Há dias, o país foi convidado a comparar o encerramento do congresso do PS e a cerimónia de lançamento da nova AD. Deixemos de lado a coreografia e o profissionalismo, embora não sejam irrelevantes. Tratemos apenas do que foi dito. Os oradores da nova AD, apesar de discursos desnecessariamente caóticos, descreveram bem o estado do país. 28 anos de poder socialista puseram Portugal a divergir dos países da coesão na UE. A Polónia ou a Roménia provaram que o mercado europeu pode ser uma via de crescimento económico. O estatismo e a canga fiscal do PS impediram os portugueses de agarrar a oportunidade. Daí, o resto: a emigração de jovens diplomados ou o colapso dos serviços públicos.

Os oradores da AD disseram tudo isso, e por vezes bem. Não tiraram, porém, as devidas conclusões. Quem as tirou foi o poder socialista, que pôs o seu novo líder a ler um discurso onde, em vez de defender o passado, fugiu para o futuro. O PS, ao contrário da nova AD, percebeu esta coisa: o país sente o impasse em que está, e quer outra coisa. Está pronto para ser desafiado. Não se vai deixar tolher por velhos receios e preconceitos.

→ **Objetivo A**:
No texto, que países provaram que o mercado europeu pode ser uma via de crescimento económico?
O texto e as linhas são materiais independentes entre si.

→ **Linhas a usar**:
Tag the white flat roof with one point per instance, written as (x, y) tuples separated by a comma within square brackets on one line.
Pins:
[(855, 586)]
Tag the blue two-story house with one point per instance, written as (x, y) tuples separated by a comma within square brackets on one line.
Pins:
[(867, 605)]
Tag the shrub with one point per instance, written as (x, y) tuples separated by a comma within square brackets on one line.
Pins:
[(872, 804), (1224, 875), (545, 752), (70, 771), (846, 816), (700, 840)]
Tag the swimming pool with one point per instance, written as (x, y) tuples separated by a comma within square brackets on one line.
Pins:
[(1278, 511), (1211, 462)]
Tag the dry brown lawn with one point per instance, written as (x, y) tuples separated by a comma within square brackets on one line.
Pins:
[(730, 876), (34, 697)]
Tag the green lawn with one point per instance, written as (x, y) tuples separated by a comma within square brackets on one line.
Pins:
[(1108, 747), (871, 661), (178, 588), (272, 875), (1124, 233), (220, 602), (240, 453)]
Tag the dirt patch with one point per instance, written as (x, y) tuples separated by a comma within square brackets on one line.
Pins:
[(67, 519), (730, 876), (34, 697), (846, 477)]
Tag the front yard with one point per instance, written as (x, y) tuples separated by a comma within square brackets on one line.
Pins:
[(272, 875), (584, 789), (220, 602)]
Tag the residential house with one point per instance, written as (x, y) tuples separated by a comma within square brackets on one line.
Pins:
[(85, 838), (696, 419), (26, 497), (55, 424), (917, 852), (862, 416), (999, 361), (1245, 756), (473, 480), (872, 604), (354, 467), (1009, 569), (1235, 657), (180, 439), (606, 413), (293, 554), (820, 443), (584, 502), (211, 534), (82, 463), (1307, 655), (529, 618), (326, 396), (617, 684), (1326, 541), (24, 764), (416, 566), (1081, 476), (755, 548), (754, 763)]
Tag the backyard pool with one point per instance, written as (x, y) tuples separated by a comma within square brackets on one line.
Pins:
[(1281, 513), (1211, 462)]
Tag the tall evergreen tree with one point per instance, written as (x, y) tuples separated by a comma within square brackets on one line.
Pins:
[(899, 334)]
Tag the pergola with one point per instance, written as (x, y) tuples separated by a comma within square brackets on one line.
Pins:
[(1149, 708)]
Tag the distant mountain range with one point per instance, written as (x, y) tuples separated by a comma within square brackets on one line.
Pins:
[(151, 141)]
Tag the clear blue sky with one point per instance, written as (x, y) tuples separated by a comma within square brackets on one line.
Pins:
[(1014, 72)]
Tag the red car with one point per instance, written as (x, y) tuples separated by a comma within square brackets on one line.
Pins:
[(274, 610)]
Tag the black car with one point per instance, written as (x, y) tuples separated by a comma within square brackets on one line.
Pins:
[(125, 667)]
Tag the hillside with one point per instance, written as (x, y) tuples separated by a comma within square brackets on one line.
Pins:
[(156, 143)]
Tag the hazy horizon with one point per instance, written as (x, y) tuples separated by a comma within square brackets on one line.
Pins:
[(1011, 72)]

→ **Objetivo B**:
Filtra as linhas e copia todas as que contêm a palavra "pool".

→ **Resposta A**:
A Polónia e a Roménia.

→ **Resposta B**:
Tag the swimming pool with one point per instance, written as (x, y) tuples separated by a comma within square brackets on one line.
Tag the backyard pool with one point per instance, written as (x, y) tuples separated by a comma within square brackets on one line.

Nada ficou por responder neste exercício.